Position identification rows:

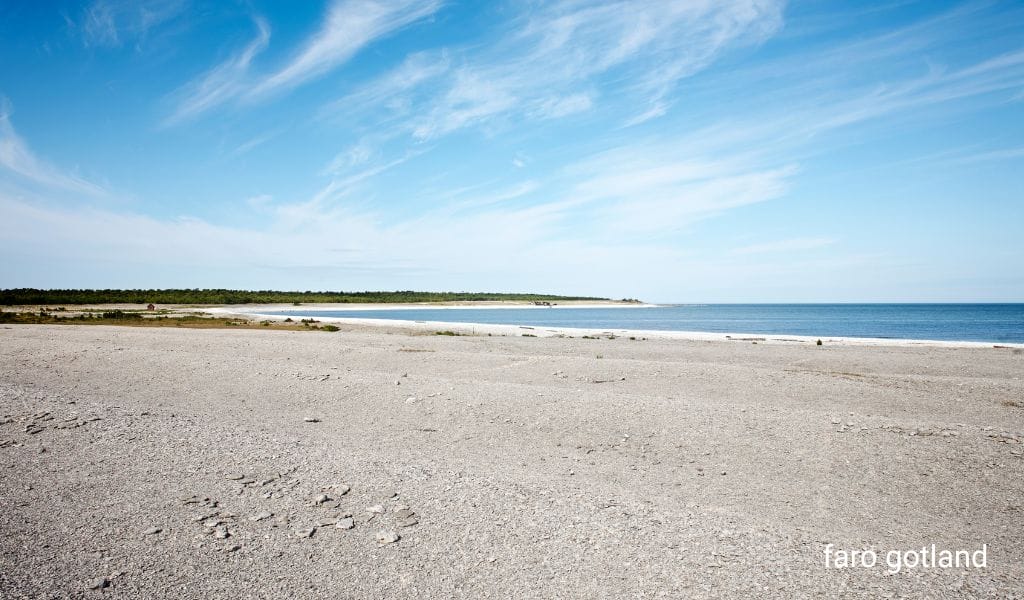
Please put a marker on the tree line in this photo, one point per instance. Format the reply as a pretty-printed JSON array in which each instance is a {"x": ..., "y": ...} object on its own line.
[{"x": 197, "y": 296}]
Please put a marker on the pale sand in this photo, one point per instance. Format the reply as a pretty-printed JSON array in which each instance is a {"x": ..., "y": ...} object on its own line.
[{"x": 537, "y": 467}]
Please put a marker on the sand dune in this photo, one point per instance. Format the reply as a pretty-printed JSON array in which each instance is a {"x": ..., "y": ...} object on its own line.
[{"x": 167, "y": 463}]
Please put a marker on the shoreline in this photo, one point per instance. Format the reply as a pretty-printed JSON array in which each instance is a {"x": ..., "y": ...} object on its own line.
[{"x": 553, "y": 332}]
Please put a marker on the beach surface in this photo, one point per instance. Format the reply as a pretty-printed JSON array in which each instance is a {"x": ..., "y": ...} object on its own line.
[{"x": 384, "y": 463}]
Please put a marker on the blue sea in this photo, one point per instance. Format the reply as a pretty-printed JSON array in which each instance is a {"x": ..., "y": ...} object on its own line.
[{"x": 981, "y": 323}]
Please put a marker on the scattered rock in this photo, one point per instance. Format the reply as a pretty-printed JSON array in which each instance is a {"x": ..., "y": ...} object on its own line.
[{"x": 99, "y": 584}]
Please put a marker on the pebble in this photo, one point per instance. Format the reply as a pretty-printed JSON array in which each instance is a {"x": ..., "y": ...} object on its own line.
[{"x": 98, "y": 584}]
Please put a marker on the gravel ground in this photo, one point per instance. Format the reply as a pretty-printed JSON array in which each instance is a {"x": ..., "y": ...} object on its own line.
[{"x": 166, "y": 463}]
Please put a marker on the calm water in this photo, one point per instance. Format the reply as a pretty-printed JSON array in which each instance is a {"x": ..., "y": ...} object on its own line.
[{"x": 985, "y": 323}]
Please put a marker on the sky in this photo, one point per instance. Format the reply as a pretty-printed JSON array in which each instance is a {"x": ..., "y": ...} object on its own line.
[{"x": 699, "y": 151}]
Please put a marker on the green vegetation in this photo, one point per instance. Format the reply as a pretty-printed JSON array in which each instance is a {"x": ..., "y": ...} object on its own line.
[
  {"x": 133, "y": 318},
  {"x": 25, "y": 296}
]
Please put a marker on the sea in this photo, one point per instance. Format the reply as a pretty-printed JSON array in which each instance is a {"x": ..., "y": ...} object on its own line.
[{"x": 976, "y": 323}]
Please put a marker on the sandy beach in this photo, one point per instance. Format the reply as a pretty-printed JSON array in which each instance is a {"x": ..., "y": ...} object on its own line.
[{"x": 385, "y": 463}]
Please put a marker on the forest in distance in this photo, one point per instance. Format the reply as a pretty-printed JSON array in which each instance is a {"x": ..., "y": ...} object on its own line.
[{"x": 23, "y": 296}]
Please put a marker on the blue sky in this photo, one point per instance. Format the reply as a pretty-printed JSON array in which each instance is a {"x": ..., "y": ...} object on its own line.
[{"x": 726, "y": 151}]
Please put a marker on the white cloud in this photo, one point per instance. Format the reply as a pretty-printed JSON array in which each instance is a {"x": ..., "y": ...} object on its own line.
[
  {"x": 109, "y": 23},
  {"x": 557, "y": 108},
  {"x": 558, "y": 59},
  {"x": 222, "y": 82},
  {"x": 15, "y": 156},
  {"x": 348, "y": 27},
  {"x": 796, "y": 244}
]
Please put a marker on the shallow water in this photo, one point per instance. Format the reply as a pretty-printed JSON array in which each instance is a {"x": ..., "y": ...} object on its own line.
[{"x": 985, "y": 323}]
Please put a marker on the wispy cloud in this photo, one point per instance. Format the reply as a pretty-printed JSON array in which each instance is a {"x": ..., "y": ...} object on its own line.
[
  {"x": 348, "y": 27},
  {"x": 16, "y": 157},
  {"x": 221, "y": 83},
  {"x": 112, "y": 23},
  {"x": 796, "y": 244},
  {"x": 561, "y": 59}
]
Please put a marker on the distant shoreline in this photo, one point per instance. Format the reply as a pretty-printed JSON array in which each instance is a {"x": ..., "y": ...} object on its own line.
[{"x": 263, "y": 312}]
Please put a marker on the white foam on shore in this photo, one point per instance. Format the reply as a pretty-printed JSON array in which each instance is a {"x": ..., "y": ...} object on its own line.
[{"x": 546, "y": 332}]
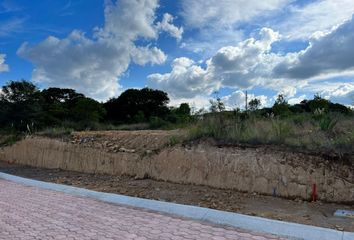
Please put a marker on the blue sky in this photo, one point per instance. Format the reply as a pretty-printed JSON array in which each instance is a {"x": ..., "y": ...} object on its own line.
[{"x": 190, "y": 49}]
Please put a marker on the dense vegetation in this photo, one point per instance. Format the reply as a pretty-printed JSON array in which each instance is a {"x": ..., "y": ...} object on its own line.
[
  {"x": 315, "y": 124},
  {"x": 25, "y": 108}
]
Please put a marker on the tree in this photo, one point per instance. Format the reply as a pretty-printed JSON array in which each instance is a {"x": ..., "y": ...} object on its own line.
[
  {"x": 318, "y": 103},
  {"x": 217, "y": 105},
  {"x": 88, "y": 111},
  {"x": 281, "y": 106},
  {"x": 58, "y": 104},
  {"x": 133, "y": 102},
  {"x": 254, "y": 104},
  {"x": 20, "y": 105}
]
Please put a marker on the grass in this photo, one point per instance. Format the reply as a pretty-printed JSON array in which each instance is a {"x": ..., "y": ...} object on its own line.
[{"x": 328, "y": 133}]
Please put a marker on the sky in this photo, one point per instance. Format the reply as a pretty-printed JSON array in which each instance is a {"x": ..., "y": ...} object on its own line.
[{"x": 195, "y": 50}]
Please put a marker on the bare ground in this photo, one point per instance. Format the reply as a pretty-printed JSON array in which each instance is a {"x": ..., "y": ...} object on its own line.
[{"x": 312, "y": 213}]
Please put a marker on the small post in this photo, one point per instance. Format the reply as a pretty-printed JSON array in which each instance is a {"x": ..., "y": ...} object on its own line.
[
  {"x": 314, "y": 192},
  {"x": 246, "y": 101}
]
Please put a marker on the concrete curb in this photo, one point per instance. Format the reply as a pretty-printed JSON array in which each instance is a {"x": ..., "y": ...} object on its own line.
[{"x": 256, "y": 224}]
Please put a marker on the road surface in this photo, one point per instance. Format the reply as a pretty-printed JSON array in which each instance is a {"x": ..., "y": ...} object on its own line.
[{"x": 29, "y": 213}]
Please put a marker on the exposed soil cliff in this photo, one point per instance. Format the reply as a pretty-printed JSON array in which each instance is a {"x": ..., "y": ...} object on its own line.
[{"x": 158, "y": 155}]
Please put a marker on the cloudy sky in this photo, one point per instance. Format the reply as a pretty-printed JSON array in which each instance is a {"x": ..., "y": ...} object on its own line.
[{"x": 192, "y": 49}]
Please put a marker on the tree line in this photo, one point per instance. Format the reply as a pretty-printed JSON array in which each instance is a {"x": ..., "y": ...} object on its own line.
[{"x": 24, "y": 107}]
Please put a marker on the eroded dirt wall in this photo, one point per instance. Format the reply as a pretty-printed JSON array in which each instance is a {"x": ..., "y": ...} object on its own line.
[{"x": 262, "y": 170}]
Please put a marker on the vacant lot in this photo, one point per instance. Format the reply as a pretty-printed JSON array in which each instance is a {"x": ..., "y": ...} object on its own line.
[{"x": 318, "y": 213}]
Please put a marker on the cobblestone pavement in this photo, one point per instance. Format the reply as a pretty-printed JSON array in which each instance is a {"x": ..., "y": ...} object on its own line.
[{"x": 29, "y": 213}]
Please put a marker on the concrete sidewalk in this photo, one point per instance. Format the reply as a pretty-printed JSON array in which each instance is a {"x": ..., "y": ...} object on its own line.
[
  {"x": 250, "y": 223},
  {"x": 30, "y": 213}
]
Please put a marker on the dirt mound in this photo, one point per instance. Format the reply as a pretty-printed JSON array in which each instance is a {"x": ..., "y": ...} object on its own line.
[
  {"x": 128, "y": 141},
  {"x": 158, "y": 155}
]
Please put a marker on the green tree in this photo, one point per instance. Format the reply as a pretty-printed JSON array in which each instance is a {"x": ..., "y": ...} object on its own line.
[
  {"x": 217, "y": 105},
  {"x": 254, "y": 104},
  {"x": 87, "y": 110},
  {"x": 318, "y": 103},
  {"x": 58, "y": 104},
  {"x": 20, "y": 105},
  {"x": 281, "y": 106},
  {"x": 133, "y": 102}
]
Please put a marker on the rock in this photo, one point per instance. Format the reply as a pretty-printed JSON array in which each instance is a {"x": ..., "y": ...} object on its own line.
[{"x": 122, "y": 149}]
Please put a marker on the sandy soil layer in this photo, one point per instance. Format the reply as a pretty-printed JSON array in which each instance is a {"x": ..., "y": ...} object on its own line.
[{"x": 317, "y": 214}]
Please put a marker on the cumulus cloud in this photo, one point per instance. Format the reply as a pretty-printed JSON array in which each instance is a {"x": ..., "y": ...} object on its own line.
[
  {"x": 167, "y": 25},
  {"x": 252, "y": 63},
  {"x": 93, "y": 65},
  {"x": 315, "y": 17},
  {"x": 238, "y": 99},
  {"x": 3, "y": 67},
  {"x": 219, "y": 23},
  {"x": 186, "y": 79},
  {"x": 221, "y": 13},
  {"x": 245, "y": 64},
  {"x": 240, "y": 66},
  {"x": 331, "y": 54}
]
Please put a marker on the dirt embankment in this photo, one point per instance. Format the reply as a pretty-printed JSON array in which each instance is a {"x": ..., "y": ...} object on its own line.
[{"x": 159, "y": 155}]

#### EXERCISE OBJECTIVE
Reproduce verbatim the stretch from the line containing "Please put a marker on the dirt mound" through the last of the rows above, with both ends included.

#### EXERCISE RESULT
Please put a marker on the dirt mound in this photo, one point per instance. Format the reply as a pretty-printed JSON array in which each instance is a {"x": ..., "y": ...} object on its own line.
[
  {"x": 128, "y": 141},
  {"x": 158, "y": 155}
]
Please put a marker on the green tree in this photo, one point per instance. Format the reply as a pretty-printed JSON array in which each instance is a {"x": ..., "y": ...} object on its own line.
[
  {"x": 217, "y": 105},
  {"x": 254, "y": 104},
  {"x": 87, "y": 110},
  {"x": 318, "y": 103},
  {"x": 58, "y": 104},
  {"x": 20, "y": 105},
  {"x": 281, "y": 106},
  {"x": 133, "y": 102}
]
Please put a marker on the rock in this photo, one point per instance. Format the reply as a pretty-printed JSON array in which each instance is a {"x": ..., "y": ...} object on its own line.
[{"x": 122, "y": 149}]
Please put a marker on the sandy soil layer in this photo, one point per instance. Format the reply as a pretty-printed JSON array in which each instance is a {"x": ..., "y": ...} object on its own line.
[{"x": 317, "y": 214}]
Please put a marker on the cumulus cloud in this photo, one point per instance. Format the reply as a pretty-printed JSON array in which each instance is a {"x": ..., "y": ...} object on its own line.
[
  {"x": 167, "y": 25},
  {"x": 252, "y": 63},
  {"x": 93, "y": 65},
  {"x": 315, "y": 17},
  {"x": 238, "y": 99},
  {"x": 3, "y": 67},
  {"x": 219, "y": 23},
  {"x": 186, "y": 79},
  {"x": 221, "y": 13},
  {"x": 245, "y": 64},
  {"x": 240, "y": 66},
  {"x": 331, "y": 54}
]
Please put a marker on the dirt embankment in this photo, one point per instance. Format the reply as a pretty-printed JSON array in which each instance is a {"x": ..., "y": ...} object on its own line.
[{"x": 159, "y": 155}]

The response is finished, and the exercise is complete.